## Assignment
Copy every line of the entries that has the string "eyeglasses" in it.

Photo-based referring expression data

%%

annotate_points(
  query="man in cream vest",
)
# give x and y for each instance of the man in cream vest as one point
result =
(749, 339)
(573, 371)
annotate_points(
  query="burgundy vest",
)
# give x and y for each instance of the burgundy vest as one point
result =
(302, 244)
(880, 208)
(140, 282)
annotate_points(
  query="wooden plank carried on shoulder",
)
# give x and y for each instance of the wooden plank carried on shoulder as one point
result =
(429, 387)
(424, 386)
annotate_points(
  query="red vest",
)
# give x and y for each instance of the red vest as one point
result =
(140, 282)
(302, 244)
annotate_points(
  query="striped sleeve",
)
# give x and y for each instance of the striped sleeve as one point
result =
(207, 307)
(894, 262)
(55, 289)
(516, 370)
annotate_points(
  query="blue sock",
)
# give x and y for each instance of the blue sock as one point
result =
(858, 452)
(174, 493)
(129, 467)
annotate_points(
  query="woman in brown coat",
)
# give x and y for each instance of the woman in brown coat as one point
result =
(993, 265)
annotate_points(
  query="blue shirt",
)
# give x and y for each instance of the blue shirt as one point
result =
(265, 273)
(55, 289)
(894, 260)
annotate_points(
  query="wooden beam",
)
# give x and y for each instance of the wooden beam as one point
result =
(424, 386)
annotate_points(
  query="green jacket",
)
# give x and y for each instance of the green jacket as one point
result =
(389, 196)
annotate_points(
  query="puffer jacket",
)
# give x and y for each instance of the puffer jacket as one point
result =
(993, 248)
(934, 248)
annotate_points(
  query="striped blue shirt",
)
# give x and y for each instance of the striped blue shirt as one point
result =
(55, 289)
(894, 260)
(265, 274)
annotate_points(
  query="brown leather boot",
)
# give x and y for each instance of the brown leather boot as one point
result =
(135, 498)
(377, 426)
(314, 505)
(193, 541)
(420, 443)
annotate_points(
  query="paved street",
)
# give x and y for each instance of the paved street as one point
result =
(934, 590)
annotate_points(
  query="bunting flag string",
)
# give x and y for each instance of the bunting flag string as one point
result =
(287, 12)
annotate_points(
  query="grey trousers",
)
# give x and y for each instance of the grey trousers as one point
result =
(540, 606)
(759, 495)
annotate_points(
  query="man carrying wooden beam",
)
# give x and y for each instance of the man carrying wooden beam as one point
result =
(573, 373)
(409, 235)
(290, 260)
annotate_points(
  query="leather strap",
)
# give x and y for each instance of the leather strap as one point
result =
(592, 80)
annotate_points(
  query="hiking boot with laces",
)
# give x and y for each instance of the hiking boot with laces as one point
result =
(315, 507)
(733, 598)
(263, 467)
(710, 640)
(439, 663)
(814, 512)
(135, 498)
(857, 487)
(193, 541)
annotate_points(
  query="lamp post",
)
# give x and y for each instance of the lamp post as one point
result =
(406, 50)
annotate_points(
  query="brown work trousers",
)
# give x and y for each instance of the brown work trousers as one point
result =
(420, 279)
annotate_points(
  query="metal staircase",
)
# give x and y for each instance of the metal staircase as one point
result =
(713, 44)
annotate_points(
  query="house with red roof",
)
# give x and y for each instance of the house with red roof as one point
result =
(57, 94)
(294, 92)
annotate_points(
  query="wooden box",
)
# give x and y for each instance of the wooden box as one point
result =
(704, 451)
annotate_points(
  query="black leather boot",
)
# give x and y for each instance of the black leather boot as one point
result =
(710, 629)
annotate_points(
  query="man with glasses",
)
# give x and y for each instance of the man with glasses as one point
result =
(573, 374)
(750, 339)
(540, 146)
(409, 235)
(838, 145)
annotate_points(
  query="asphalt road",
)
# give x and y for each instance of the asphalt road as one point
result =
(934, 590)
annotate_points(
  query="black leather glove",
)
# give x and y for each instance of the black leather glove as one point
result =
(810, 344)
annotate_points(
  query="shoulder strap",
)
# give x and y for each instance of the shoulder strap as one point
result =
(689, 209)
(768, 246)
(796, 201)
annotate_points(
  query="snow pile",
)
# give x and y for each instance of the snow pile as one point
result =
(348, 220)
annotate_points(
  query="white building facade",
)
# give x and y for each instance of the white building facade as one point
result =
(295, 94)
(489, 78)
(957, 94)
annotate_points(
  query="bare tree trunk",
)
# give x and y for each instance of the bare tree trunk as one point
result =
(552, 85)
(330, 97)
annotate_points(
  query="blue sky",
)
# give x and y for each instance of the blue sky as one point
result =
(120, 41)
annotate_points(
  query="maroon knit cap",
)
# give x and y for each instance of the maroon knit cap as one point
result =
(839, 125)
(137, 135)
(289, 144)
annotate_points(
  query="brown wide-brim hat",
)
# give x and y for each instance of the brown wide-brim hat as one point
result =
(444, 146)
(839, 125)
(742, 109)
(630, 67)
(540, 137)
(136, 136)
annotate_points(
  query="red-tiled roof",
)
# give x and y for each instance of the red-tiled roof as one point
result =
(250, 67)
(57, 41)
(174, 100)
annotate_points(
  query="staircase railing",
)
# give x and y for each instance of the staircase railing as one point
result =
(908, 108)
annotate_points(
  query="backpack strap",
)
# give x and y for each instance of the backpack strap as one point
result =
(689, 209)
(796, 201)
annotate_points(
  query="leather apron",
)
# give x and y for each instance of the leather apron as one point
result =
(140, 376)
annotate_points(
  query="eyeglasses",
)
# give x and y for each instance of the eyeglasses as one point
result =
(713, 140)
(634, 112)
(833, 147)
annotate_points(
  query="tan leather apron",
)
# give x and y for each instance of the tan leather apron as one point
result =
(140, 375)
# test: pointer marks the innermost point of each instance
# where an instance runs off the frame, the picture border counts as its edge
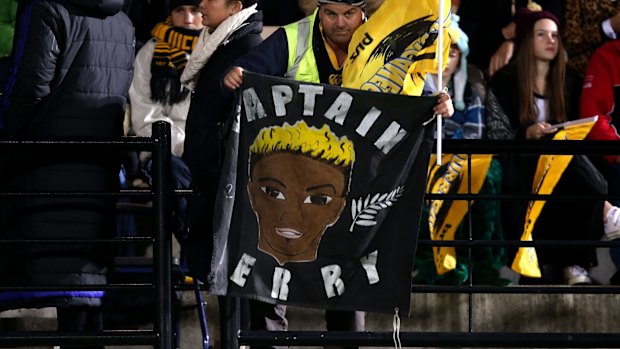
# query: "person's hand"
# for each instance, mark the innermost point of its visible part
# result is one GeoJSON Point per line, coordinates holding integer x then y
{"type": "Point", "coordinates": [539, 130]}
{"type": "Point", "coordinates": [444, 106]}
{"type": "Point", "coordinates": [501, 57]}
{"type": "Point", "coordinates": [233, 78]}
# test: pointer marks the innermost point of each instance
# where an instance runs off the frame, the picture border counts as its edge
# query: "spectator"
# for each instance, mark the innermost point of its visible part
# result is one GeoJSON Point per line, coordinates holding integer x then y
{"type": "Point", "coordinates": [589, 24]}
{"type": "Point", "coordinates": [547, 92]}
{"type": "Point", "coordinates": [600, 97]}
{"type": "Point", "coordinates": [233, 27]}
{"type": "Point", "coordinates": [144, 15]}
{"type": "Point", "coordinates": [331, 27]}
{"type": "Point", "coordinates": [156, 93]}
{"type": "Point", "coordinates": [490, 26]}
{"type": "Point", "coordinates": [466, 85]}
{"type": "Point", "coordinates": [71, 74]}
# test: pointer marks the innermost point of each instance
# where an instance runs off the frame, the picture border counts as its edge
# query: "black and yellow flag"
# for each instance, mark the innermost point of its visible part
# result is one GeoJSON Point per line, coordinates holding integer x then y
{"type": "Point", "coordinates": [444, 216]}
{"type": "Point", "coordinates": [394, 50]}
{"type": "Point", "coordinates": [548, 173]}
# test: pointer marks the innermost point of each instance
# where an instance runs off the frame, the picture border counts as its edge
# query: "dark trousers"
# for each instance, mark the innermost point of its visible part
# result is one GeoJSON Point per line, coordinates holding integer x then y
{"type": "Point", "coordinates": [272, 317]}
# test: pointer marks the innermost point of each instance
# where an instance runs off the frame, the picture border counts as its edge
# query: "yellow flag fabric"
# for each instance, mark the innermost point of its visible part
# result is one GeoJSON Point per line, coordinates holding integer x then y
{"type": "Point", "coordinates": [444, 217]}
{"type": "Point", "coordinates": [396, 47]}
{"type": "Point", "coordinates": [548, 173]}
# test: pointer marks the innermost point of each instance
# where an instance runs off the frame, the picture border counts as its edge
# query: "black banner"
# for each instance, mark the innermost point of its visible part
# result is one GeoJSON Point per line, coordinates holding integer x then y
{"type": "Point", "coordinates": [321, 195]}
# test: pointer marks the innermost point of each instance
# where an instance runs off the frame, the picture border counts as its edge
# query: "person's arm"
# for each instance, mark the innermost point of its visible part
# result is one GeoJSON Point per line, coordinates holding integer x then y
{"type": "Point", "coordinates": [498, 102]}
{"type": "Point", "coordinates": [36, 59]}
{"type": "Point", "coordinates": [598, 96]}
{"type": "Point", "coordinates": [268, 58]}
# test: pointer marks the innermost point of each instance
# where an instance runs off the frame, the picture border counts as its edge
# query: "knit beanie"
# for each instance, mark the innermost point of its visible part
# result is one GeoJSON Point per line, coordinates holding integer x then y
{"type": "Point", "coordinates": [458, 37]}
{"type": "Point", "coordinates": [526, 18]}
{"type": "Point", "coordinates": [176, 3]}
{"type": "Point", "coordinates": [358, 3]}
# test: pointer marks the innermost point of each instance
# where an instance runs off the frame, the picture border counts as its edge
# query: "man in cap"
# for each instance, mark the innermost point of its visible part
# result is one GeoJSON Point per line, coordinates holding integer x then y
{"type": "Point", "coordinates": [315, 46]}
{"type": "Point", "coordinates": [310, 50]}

%%

## Result
  query="eyeglasses",
# give x and y for each instance of the eyeglasses as one point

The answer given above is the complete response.